- [Record set]:
↓
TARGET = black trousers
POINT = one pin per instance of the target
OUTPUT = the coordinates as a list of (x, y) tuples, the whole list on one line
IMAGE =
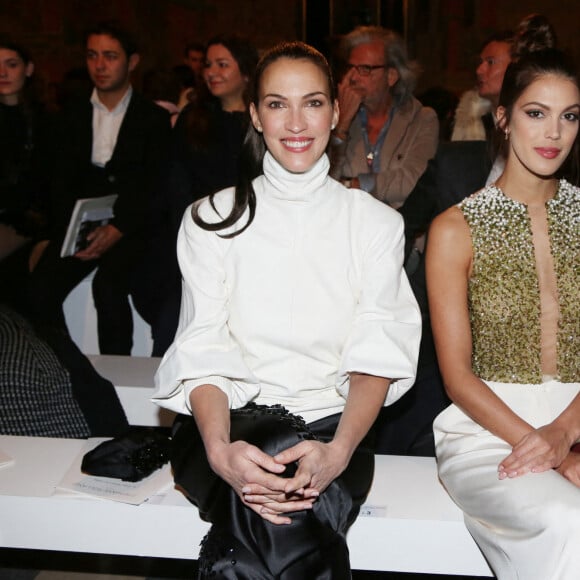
[(241, 544), (55, 277)]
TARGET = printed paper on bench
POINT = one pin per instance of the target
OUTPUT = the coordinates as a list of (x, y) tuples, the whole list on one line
[(5, 459), (88, 214), (109, 488)]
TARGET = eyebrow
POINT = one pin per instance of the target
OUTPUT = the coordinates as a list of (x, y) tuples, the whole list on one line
[(307, 96), (544, 106)]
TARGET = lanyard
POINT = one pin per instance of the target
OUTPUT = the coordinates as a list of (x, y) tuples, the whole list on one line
[(372, 151)]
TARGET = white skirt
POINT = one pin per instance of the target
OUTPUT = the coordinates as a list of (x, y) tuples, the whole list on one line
[(528, 527)]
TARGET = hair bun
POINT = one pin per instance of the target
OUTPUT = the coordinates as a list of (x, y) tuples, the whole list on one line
[(534, 33)]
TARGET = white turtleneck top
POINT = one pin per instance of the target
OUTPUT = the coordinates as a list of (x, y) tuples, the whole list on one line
[(311, 291)]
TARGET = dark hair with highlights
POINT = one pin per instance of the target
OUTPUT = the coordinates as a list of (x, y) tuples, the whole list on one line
[(528, 69), (253, 148)]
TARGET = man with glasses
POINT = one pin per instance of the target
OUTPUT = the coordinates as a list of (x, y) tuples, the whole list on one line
[(384, 137)]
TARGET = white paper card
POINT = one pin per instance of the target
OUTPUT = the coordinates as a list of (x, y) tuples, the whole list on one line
[(5, 459), (110, 488)]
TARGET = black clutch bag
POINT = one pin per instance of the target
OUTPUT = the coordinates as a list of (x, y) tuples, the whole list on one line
[(131, 456)]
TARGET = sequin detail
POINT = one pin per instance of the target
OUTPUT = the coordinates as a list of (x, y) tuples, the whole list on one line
[(504, 296)]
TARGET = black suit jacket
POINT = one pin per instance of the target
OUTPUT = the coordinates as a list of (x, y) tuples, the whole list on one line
[(135, 172), (459, 169)]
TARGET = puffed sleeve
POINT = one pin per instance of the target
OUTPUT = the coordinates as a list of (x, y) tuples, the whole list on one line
[(204, 352), (385, 335)]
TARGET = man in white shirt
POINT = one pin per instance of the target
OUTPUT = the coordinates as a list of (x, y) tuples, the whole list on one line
[(115, 143)]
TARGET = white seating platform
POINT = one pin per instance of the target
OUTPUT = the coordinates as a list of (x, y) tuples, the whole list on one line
[(408, 523), (81, 320)]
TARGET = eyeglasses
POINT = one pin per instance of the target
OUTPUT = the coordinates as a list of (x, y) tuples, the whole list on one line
[(364, 70)]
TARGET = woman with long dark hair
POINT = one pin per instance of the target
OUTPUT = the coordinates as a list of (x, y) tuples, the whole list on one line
[(207, 139), (503, 279), (297, 325), (22, 122)]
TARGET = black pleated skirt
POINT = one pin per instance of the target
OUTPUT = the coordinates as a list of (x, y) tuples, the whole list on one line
[(241, 544)]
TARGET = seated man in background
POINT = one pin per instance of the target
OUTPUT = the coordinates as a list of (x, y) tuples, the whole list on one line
[(115, 143), (384, 137)]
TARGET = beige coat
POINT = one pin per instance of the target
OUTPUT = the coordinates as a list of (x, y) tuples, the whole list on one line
[(410, 143)]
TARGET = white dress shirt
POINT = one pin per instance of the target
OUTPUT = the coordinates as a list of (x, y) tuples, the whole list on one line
[(106, 125), (314, 289)]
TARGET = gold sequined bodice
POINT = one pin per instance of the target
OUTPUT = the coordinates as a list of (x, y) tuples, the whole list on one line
[(504, 295)]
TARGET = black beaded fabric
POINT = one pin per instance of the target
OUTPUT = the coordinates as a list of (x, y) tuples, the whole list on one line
[(130, 457), (36, 393)]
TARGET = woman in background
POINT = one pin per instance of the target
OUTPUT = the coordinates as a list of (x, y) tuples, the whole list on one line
[(384, 137), (22, 128), (208, 137), (297, 325), (503, 279), (24, 171)]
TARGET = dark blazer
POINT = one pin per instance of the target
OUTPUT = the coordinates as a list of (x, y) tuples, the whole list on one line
[(459, 169), (135, 171)]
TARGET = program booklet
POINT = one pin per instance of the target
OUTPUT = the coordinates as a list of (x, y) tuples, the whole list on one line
[(88, 214)]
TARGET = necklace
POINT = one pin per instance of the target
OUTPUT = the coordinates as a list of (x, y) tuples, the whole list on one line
[(372, 151)]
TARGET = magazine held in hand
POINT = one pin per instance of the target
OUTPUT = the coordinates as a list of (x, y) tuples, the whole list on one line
[(88, 214)]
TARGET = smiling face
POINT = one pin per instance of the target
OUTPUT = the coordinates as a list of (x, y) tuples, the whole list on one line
[(13, 74), (375, 87), (108, 64), (223, 77), (543, 124), (294, 112)]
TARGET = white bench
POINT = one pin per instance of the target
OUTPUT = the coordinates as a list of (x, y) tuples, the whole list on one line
[(408, 523), (81, 320)]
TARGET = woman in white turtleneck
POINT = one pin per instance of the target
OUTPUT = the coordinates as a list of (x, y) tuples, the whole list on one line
[(297, 324)]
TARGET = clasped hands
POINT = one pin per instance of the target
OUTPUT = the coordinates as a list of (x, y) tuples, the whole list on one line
[(256, 476), (100, 240), (548, 447)]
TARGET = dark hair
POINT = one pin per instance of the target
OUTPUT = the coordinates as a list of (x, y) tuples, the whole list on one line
[(29, 92), (10, 44), (198, 116), (244, 53), (521, 74), (506, 36), (193, 47), (253, 148), (534, 33), (395, 56), (115, 30), (161, 85), (185, 76)]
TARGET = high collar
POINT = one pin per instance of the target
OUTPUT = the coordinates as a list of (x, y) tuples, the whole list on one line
[(295, 186)]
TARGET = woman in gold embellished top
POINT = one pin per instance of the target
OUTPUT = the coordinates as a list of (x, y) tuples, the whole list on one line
[(503, 272)]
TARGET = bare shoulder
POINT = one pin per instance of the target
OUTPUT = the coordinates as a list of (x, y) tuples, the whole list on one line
[(450, 226)]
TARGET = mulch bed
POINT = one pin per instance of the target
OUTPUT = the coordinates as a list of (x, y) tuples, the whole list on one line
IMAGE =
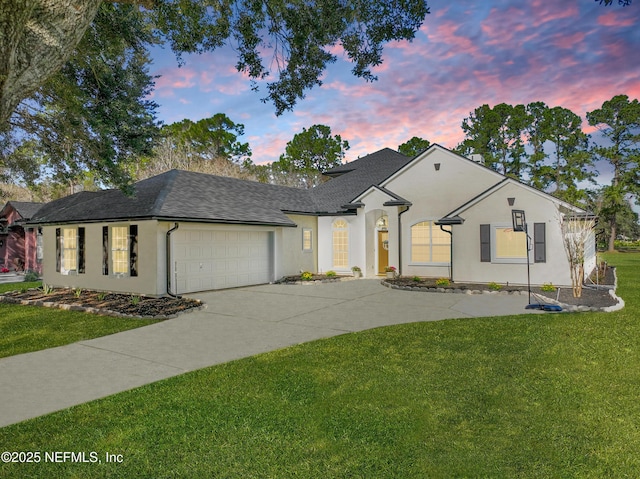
[(592, 296), (315, 278), (105, 303)]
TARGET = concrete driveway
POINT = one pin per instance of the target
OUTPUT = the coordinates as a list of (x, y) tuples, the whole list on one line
[(236, 323)]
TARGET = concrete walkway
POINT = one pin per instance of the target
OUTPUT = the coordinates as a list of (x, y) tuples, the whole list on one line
[(236, 323)]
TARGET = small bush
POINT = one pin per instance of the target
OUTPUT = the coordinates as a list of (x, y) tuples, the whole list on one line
[(31, 276)]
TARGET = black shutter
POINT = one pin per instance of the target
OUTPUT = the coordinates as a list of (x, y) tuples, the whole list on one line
[(485, 243), (58, 250), (539, 243)]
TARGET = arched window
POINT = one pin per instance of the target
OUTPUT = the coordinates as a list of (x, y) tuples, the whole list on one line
[(340, 244), (429, 244)]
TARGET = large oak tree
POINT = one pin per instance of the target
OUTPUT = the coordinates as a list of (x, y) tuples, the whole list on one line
[(619, 121), (292, 39)]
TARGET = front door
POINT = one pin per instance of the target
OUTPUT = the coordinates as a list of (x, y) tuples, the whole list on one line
[(383, 251)]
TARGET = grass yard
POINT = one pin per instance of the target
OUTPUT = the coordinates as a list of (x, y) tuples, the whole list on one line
[(25, 329), (520, 396)]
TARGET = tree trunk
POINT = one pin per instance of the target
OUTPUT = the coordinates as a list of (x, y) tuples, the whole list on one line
[(36, 38), (612, 235)]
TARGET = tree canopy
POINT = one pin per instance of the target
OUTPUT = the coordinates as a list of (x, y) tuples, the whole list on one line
[(94, 114), (517, 140), (308, 154), (414, 146), (289, 40), (619, 121)]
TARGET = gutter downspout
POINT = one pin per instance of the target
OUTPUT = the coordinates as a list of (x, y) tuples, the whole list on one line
[(450, 251), (168, 257), (400, 239)]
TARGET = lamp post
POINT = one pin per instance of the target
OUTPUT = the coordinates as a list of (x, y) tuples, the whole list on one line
[(520, 224)]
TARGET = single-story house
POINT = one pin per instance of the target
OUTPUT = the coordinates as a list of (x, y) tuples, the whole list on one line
[(20, 245), (438, 214)]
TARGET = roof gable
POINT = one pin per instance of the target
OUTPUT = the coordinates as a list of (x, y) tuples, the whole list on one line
[(501, 184), (355, 178), (432, 150)]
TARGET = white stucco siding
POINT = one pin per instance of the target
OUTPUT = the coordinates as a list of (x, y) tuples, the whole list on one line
[(356, 249), (290, 256), (374, 208), (496, 212), (93, 277), (434, 193)]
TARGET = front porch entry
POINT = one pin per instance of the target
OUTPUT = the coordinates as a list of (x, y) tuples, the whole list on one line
[(382, 245)]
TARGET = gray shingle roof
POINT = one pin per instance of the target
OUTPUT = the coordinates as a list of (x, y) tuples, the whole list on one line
[(183, 195), (356, 178), (26, 209), (189, 196)]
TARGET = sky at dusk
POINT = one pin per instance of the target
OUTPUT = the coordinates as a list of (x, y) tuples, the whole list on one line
[(571, 53)]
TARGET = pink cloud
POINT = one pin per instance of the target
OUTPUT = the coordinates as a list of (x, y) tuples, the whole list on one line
[(615, 19), (568, 42), (544, 11)]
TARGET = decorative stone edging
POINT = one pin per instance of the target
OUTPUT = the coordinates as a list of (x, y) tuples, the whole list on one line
[(320, 281), (571, 308), (92, 310)]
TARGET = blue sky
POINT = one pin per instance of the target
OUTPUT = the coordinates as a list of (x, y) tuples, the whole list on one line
[(571, 53)]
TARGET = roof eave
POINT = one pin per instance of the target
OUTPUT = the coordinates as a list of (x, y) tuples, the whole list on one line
[(452, 221)]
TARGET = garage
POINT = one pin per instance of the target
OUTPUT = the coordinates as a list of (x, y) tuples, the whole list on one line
[(206, 259)]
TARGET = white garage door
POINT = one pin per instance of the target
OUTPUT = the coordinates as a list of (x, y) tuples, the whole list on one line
[(205, 260)]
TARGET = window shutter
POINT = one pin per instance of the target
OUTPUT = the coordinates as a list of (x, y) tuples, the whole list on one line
[(58, 250), (81, 241), (133, 250), (539, 243), (105, 250), (485, 243)]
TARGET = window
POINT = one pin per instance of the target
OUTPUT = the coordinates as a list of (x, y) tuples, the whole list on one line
[(509, 244), (307, 240), (120, 250), (429, 244), (340, 244), (39, 246), (70, 250), (500, 244)]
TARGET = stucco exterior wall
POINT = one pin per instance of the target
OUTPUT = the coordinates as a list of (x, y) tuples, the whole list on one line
[(434, 193), (290, 258), (325, 243), (146, 282), (496, 211)]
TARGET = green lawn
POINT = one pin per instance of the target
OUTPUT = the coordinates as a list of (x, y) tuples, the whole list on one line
[(25, 329), (543, 396)]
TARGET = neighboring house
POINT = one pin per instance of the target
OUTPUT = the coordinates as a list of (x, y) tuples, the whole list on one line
[(20, 245), (436, 215)]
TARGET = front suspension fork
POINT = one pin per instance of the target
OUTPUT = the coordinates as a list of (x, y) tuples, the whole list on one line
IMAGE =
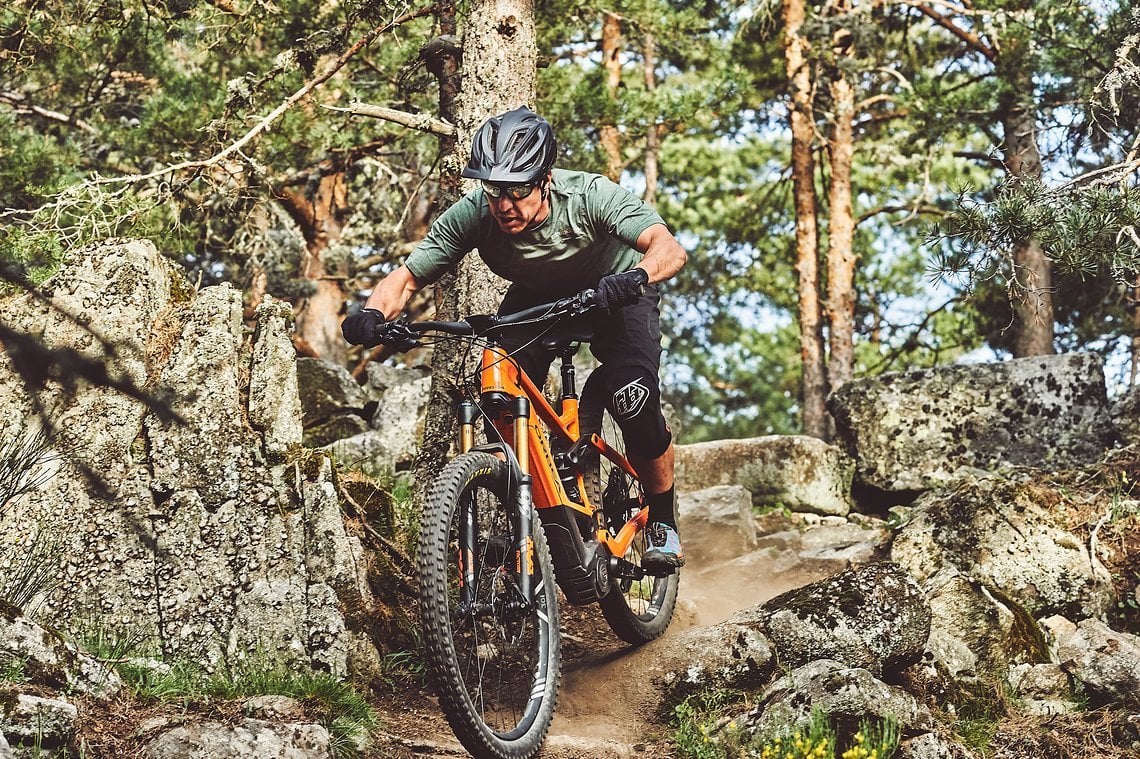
[(523, 505), (521, 508)]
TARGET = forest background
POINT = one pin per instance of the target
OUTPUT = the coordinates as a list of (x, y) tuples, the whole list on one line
[(862, 186)]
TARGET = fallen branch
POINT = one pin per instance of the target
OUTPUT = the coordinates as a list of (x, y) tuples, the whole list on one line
[(422, 122)]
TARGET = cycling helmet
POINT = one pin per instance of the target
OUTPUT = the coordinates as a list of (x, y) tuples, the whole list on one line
[(514, 148)]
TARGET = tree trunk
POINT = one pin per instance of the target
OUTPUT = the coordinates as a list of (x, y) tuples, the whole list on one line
[(653, 135), (1033, 275), (320, 218), (498, 73), (841, 221), (803, 132), (611, 60)]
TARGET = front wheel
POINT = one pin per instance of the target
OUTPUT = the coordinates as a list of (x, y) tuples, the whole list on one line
[(636, 610), (495, 659)]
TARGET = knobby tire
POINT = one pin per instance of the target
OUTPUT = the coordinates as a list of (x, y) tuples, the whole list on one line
[(496, 670)]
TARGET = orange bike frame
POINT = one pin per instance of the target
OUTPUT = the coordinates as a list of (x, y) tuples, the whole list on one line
[(499, 373)]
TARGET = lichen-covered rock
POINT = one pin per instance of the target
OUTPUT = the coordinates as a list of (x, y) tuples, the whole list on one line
[(326, 390), (48, 661), (210, 533), (799, 472), (275, 406), (717, 523), (252, 737), (974, 634), (399, 421), (1043, 688), (1004, 535), (1106, 661), (872, 617), (914, 430), (933, 745), (846, 694), (725, 655)]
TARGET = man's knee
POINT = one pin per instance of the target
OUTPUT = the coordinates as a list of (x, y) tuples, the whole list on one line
[(634, 399)]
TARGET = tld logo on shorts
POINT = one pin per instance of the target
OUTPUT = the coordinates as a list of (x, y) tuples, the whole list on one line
[(629, 400)]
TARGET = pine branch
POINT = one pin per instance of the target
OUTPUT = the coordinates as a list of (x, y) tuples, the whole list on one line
[(422, 122), (18, 103), (971, 40), (279, 111)]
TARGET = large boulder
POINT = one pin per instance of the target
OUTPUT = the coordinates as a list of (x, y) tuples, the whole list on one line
[(251, 737), (798, 472), (206, 529), (717, 523), (846, 694), (974, 635), (1106, 661), (914, 430), (872, 617), (1007, 536), (327, 390)]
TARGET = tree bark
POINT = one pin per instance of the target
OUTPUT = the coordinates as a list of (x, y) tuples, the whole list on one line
[(803, 136), (653, 133), (611, 60), (1032, 285), (498, 73), (841, 256), (320, 215)]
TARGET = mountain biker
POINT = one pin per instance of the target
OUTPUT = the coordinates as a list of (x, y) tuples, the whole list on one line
[(553, 233)]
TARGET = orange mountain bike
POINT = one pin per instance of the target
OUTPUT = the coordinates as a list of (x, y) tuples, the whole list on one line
[(551, 498)]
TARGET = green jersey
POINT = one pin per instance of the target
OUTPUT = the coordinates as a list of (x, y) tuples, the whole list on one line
[(589, 233)]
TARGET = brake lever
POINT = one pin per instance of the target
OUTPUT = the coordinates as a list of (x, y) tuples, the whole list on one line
[(398, 335)]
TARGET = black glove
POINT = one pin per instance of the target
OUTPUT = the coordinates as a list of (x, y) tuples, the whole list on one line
[(621, 288), (360, 328)]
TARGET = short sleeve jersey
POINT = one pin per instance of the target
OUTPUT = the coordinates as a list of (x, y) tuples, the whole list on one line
[(589, 233)]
↑
- [What to produce]: Render everything from the start of the records down to and including the line that contains "[(311, 291)]" as a numbered list, omitting any blank lines. Leave the pictures out of the answer.

- [Final result]:
1. TARGET = black trousers
2. POINT = one pin per instance of the target
3. OUTPUT = the coordinates as a list of (x, y) tuples, the whole list on one line
4. IMAGE =
5. [(241, 544), (55, 277)]
6. TARGET = printed paper on bench
7. POINT = one pin per instance of the target
8. OUTPUT = the coordinates as a list of (x, y) tuples, the whole list on one line
9. [(5, 459), (88, 214), (109, 488)]
10. TARGET = eyebrow
11. POINT = one pin per instance of the target
12. OUTPUT = the coordinates as a list of (x, y) tuples, the whole list on one line
13. [(307, 96), (544, 106)]
14. TARGET = lanyard
15. POINT = one pin per instance of the target
16. OUTPUT = the coordinates as a list of (x, y) tuples, the whole list on one line
17. [(372, 151)]
18. TARGET = white skirt
19. POINT = one pin per instance of the target
20. OUTPUT = the coordinates as a list of (x, y) tuples, the whole list on one line
21. [(528, 527)]
22. TARGET = hair bun
23. POINT = one pin per instance of the target
24. OUTPUT = the coordinates as a list of (x, y) tuples, the whole list on one line
25. [(534, 33)]
26. TARGET = white turtleneck top
27. POINT = one pin per instance of the target
28. OUTPUT = the coordinates as a list of (x, y) tuples, the whole list on one line
29. [(311, 291)]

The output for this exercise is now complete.